» EXCERPTED TEXT
++++++++++++++++++++

PIP changes in the Bill
The 4-point rule and the 13 week run-on if you lose your PIP because of it are confirmed. Plus a clause which could be used to allow for pension age PIP claimants to be exempt from the 4-point rule
Clause 5 deals with PIP.
Subsection 1 confirms the requirement to:
score at least 8 points, including at least 4 points for a single daily living activity, to get an award of the standard rate;
score at least 12 points, including at least 4 points for a single daily living activity, to get an award of the enhanced rate.
In other words, the 4-point rule.
Paragraph 6 (c) confirms that PIP will be payable for 13 weeks after a decision that you are no longer entitled to PIP daily living component as a result of failing the 4-point rule.
Subsection 2 says that the secretary of state (SoS) will decide the date on which the new rules begin. The explanatory notes add that this is intended to be November 2026. The change will not apply to any given claimant until their award is reassessed. So for claimants with longer awards it may be some years distant - by which time there may be an entirely new PIP test.
Subsection 4 appears to be a "get-out clause" to allow the SoS to make special provisions for particular groups of people. They almost certainly have pension age PIP claimants in mind here. The paragraph actually says:
"to make different provision for different cases or purposes (including different provision for persons of different ages);"

++++++++++++++++++++

» EXCERPTED DATA
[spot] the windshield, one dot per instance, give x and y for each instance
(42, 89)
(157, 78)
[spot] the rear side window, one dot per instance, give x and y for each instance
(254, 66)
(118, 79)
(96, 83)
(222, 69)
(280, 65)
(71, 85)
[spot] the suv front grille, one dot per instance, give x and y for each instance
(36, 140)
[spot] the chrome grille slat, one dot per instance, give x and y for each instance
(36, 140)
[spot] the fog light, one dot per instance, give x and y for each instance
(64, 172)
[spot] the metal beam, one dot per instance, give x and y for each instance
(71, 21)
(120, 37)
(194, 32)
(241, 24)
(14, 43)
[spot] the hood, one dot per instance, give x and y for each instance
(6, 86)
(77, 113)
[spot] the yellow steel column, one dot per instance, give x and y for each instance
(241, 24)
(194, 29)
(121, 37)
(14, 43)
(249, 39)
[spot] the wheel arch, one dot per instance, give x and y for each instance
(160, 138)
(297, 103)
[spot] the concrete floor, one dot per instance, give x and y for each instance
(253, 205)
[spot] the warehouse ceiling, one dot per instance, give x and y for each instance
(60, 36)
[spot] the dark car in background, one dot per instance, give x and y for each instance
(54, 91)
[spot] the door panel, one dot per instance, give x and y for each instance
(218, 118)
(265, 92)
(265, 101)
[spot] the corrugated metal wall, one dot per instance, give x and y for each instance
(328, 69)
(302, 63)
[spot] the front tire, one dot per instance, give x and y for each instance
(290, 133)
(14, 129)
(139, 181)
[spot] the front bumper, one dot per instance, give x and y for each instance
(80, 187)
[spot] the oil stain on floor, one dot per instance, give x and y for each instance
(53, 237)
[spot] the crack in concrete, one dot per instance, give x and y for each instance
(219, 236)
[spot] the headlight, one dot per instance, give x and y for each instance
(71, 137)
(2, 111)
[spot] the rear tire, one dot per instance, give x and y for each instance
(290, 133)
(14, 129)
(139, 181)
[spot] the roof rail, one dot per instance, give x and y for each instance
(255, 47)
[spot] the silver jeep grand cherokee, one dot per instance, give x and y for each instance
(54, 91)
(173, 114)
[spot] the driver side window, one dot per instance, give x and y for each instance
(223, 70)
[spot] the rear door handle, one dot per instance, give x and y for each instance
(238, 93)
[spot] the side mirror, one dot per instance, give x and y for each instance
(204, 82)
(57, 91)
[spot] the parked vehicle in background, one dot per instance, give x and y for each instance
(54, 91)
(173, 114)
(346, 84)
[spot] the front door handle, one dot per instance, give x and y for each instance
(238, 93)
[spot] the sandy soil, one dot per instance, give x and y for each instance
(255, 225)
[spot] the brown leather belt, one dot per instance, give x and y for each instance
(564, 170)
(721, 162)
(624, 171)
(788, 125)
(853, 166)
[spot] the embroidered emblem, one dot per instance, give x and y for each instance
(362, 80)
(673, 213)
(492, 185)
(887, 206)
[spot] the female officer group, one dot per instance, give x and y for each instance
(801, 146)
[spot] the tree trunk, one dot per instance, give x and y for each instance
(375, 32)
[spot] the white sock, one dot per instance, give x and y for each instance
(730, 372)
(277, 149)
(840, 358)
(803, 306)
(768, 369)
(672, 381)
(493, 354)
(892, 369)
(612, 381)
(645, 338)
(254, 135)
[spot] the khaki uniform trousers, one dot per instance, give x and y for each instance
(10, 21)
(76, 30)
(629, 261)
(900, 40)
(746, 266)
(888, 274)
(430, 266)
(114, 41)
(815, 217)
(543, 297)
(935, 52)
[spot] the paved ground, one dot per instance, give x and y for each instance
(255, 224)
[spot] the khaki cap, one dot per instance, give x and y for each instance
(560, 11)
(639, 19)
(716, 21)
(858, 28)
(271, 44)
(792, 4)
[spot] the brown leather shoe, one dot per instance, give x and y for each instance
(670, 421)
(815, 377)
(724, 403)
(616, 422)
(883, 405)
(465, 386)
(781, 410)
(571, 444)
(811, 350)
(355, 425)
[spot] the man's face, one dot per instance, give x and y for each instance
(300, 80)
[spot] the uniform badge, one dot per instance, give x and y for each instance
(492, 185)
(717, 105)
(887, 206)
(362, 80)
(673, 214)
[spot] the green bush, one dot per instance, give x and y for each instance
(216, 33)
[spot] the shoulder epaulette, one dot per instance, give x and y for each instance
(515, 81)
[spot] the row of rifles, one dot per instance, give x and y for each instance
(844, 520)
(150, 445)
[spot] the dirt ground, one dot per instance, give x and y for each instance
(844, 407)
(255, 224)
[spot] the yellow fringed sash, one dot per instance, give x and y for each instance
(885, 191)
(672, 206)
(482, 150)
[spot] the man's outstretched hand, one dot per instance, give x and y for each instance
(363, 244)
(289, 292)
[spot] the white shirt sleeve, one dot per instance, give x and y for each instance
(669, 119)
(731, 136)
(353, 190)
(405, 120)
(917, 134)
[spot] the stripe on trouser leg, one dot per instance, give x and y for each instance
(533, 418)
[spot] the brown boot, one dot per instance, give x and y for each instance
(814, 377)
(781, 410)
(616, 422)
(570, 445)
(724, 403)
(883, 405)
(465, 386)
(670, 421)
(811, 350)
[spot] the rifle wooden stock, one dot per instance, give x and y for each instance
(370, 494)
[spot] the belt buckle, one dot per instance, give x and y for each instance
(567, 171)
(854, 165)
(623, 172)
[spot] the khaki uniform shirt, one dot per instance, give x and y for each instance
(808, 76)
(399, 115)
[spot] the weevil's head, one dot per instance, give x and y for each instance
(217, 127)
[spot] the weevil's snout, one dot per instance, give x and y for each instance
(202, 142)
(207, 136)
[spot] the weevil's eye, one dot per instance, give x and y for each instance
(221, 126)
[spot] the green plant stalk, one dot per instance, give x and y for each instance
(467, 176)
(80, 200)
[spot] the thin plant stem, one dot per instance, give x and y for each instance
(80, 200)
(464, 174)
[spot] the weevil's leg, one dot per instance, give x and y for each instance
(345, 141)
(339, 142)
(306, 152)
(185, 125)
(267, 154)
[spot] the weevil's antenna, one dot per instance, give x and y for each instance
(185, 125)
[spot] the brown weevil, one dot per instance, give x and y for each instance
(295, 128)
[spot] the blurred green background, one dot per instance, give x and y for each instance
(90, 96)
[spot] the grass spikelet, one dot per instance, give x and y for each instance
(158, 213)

++++++++++++++++++++

» ASSIGNMENT 1
In the text on PIP changes in the Bill, how many weeks will PIP stay payable after a decision ends someone's daily living component for failing the 4-point rule?
» ASSIGNMENT 2
Continue the text on PIP changes in the Bill, starting after the quoted wording from subsection 4.

» RESULT 1
13 weeks.

» RESULT 2
So, for example, it might allow the SoS to decide that the 4-point rule will never apply to any person at or over pension age, who is already in receipt of PIP daily living in November 2026. This would give pension age claimants an exemption, but it's interesting that this is not being put into the Act itself.
The subsection also allows the secretary of state to provide for "a person to exercise discretion in dealing with any matter".
Universal Credit and Personal Independence Payment Bill published
The bill has now been published. You can download the 22 page .pdf document from the Get file link on this page.
Or you can download the file directly from this link
You can download the explanatory notes from this page.
There's also an impact assessment on the Universal Credit Rebalancing from the Department for Work and Pensions - May 2025
Money Bill
There has been discussion about whether Labour will seek to have this bill designated as a money bill, which would effectively remove House of Lords scrutiny. A decision about whether a bill is a money bill is made by the Speaker of the House, after the report stage. However, according to guidance on Money Bills from the Office of the Parliamentary Counsel:
1.35 During the debates in 1911 it was alleged to be a defect in the bill that the Speaker was not required to make his decision earlier because of the risk of the Commons proceedings being completed in ignorance of whether the bill was to be certified. There is now an informal indication, published as a note when the Bill is listed on the Commons Order Paper, as to whether a bill is likely to be certified as a money bill.
The notice that the bill will be presented today on the Order Paper makes no mention of a money bill, so this seems to be an indication - though not a certainty - that Labour are not pursuing this possibility.
Bill due this afternoon
The Universal Credit and Personal Independence Payment Bill is due to be published this afternoon. This is the bill that will enable the introduction of the PIP 4-point rule and cuts to universal credit for disabled claimants.
We’ll provides links, analysis and the opportunity for you to comment on this page.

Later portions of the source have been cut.